▸ What you will do: Reproduce exactly the lines of the material beneath, from the line that contains "Target: utility pole" to the line that contains "shape [[349, 146]].", both included, and no other lines.

▸ Listed entries:
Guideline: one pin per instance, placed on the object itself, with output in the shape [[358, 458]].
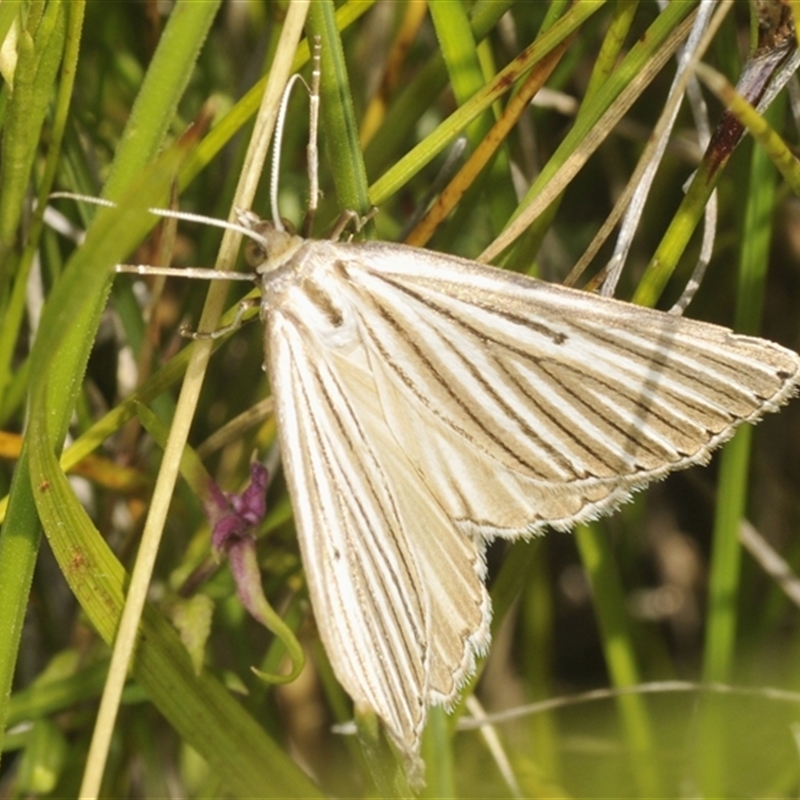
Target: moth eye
[[254, 254]]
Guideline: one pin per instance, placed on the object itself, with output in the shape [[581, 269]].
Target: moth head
[[267, 244]]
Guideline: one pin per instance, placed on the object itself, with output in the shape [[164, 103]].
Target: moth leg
[[350, 217], [236, 323]]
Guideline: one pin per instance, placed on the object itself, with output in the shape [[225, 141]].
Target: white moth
[[428, 404]]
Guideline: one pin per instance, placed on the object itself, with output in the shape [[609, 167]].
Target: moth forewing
[[427, 404]]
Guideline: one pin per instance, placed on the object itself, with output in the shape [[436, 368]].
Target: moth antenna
[[277, 139], [312, 153], [185, 216]]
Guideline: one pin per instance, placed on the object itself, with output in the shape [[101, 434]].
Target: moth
[[428, 404]]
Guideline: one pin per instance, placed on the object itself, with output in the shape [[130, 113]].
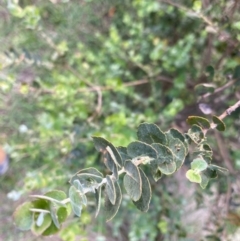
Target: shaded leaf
[[178, 149], [220, 126], [123, 153], [167, 168], [205, 181], [138, 148], [151, 133], [193, 176], [144, 201], [111, 210], [78, 186], [75, 200], [23, 217], [198, 120], [178, 135], [199, 165], [110, 190], [104, 146], [132, 181], [98, 193]]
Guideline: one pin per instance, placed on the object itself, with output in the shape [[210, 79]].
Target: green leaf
[[202, 89], [123, 153], [137, 148], [199, 165], [210, 71], [23, 217], [144, 201], [156, 174], [110, 190], [75, 200], [193, 176], [52, 229], [205, 181], [165, 159], [46, 222], [89, 179], [151, 133], [98, 193], [198, 120], [167, 168], [178, 149], [236, 73], [111, 165], [178, 135], [220, 126], [104, 146], [79, 187], [219, 169], [111, 210], [132, 181], [164, 154], [196, 134]]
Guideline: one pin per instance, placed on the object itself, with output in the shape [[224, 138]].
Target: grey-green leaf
[[132, 181], [110, 189], [144, 201], [110, 210], [75, 201], [138, 148], [98, 193]]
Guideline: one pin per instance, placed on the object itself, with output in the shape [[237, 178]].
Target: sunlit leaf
[[193, 176], [150, 133], [196, 134], [220, 126], [199, 165], [144, 201], [46, 222]]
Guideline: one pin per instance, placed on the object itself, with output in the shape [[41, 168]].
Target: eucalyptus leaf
[[144, 201], [151, 133]]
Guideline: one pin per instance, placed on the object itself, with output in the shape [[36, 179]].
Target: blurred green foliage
[[73, 69]]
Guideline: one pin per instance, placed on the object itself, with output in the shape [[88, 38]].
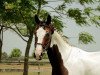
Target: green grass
[[21, 73]]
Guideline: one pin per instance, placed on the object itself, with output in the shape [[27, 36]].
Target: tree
[[18, 16], [16, 53], [4, 55]]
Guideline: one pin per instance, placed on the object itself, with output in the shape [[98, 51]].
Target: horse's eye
[[47, 34]]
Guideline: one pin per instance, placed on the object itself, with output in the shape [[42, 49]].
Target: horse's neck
[[64, 47]]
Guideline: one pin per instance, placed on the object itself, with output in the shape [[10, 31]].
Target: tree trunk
[[1, 40], [27, 54], [0, 49]]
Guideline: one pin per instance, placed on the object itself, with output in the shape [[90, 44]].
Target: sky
[[12, 40]]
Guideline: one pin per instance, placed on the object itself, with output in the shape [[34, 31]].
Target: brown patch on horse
[[56, 61]]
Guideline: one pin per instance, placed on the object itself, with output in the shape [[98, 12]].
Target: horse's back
[[84, 63]]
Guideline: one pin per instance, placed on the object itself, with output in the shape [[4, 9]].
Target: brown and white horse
[[56, 61], [77, 61]]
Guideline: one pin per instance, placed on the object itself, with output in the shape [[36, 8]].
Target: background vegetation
[[18, 15]]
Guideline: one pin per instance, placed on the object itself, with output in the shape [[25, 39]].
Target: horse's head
[[43, 34]]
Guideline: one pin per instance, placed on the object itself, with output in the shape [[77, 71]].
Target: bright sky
[[12, 40]]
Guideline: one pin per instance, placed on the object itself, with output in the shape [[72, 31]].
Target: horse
[[56, 61], [76, 60]]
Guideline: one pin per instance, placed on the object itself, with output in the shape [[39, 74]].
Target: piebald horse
[[77, 61], [56, 61]]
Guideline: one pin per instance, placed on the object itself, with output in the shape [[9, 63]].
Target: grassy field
[[21, 73]]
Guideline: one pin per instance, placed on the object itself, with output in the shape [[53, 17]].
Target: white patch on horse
[[77, 61], [40, 35]]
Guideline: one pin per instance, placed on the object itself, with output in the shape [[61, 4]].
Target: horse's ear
[[48, 20], [37, 19]]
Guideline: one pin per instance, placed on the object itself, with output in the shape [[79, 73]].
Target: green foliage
[[77, 15], [45, 56], [88, 10], [16, 53], [4, 55], [95, 20], [85, 38], [85, 1], [98, 8]]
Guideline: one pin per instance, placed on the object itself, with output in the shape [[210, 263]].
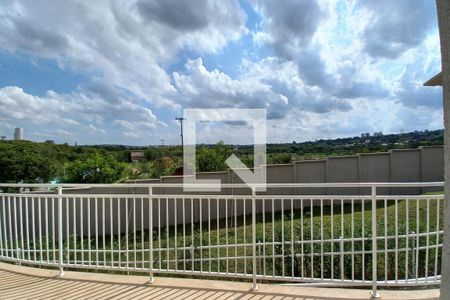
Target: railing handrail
[[231, 185], [70, 219]]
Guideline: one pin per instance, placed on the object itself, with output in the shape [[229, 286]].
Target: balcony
[[372, 235]]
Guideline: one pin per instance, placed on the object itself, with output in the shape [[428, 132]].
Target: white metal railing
[[313, 239]]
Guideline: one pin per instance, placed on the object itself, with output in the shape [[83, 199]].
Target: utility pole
[[181, 119], [443, 10]]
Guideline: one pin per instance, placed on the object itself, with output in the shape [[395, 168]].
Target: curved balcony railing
[[355, 234]]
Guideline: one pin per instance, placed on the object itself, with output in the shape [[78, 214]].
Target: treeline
[[25, 161]]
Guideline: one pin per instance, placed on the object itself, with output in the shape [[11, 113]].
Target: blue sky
[[119, 72]]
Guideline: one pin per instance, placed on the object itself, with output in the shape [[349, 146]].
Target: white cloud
[[87, 116]]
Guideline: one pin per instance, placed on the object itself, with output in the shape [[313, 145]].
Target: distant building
[[137, 156], [18, 134]]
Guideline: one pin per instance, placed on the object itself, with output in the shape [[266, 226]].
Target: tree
[[94, 168], [213, 159], [23, 162], [443, 10]]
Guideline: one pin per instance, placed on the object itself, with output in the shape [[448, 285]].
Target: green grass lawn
[[401, 218]]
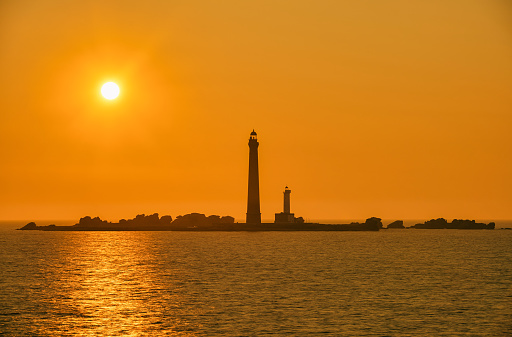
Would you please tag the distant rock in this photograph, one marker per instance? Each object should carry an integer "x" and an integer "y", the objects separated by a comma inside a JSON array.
[
  {"x": 29, "y": 226},
  {"x": 396, "y": 224},
  {"x": 373, "y": 221},
  {"x": 455, "y": 224}
]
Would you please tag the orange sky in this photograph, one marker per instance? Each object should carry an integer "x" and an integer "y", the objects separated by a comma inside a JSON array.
[{"x": 397, "y": 109}]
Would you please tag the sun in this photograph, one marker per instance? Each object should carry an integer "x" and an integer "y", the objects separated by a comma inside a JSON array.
[{"x": 110, "y": 90}]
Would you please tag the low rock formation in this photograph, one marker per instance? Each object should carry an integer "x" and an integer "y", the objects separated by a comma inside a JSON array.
[{"x": 396, "y": 224}]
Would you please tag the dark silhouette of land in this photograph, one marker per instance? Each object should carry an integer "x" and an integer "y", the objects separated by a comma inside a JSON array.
[
  {"x": 441, "y": 223},
  {"x": 397, "y": 224},
  {"x": 200, "y": 222}
]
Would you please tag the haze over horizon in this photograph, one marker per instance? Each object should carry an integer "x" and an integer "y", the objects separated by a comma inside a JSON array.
[{"x": 396, "y": 109}]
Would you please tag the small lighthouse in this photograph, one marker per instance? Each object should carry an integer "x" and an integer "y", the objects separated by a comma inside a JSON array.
[
  {"x": 285, "y": 216},
  {"x": 253, "y": 197}
]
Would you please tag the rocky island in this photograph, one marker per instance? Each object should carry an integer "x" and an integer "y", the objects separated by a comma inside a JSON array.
[
  {"x": 200, "y": 222},
  {"x": 441, "y": 223}
]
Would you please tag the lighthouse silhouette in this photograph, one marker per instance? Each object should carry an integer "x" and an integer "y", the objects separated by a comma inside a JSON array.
[{"x": 253, "y": 197}]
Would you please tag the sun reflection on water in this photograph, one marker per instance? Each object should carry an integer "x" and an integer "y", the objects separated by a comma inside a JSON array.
[{"x": 114, "y": 284}]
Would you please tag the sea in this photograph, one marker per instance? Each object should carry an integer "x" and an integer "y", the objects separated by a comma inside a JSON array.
[{"x": 399, "y": 282}]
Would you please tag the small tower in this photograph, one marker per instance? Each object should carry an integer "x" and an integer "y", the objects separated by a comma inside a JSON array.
[
  {"x": 253, "y": 197},
  {"x": 287, "y": 192},
  {"x": 285, "y": 216}
]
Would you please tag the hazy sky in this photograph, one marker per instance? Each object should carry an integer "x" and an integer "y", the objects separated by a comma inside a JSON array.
[{"x": 396, "y": 109}]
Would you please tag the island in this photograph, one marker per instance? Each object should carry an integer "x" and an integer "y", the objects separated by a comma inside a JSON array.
[
  {"x": 201, "y": 222},
  {"x": 441, "y": 223}
]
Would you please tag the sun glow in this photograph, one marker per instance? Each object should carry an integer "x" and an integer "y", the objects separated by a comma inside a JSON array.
[{"x": 110, "y": 90}]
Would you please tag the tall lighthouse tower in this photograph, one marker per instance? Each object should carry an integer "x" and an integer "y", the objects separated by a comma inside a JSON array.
[{"x": 253, "y": 197}]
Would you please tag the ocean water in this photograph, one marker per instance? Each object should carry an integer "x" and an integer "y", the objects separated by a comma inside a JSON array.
[{"x": 387, "y": 283}]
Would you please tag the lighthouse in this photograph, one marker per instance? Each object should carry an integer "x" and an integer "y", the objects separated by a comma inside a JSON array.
[
  {"x": 285, "y": 216},
  {"x": 253, "y": 197}
]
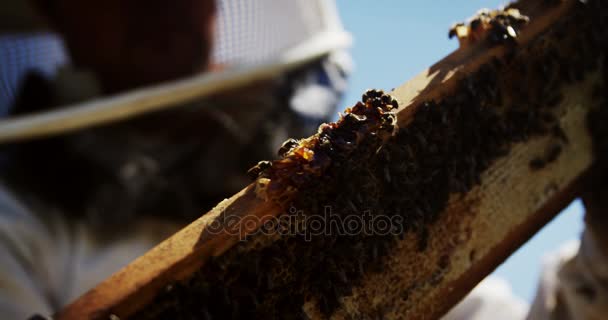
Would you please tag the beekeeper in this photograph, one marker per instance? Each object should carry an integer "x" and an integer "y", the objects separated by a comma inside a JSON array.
[{"x": 124, "y": 120}]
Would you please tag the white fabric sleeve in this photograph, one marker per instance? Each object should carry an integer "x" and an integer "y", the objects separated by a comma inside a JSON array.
[
  {"x": 490, "y": 299},
  {"x": 47, "y": 263}
]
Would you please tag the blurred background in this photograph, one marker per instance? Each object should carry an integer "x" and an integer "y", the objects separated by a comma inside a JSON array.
[{"x": 394, "y": 41}]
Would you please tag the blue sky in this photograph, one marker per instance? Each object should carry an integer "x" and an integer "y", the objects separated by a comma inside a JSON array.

▸ Problem solution:
Target: utility pole
[[181, 119], [443, 10]]
Guideline: one pin per instance, placed on the object itself, with output in the shape [[395, 168]].
Target: curved balcony railing
[[355, 234]]
Guideline: one pin per instance, placed on the object itself, with output in the shape [[78, 214]].
Target: treeline
[[25, 161]]
Guideline: one pin per instance, placed on the object itself, with output in the shape [[11, 113]].
Target: blue sky
[[119, 72]]
Guideline: one pin per instance, placed on the object itself, with output in the shape [[349, 146]].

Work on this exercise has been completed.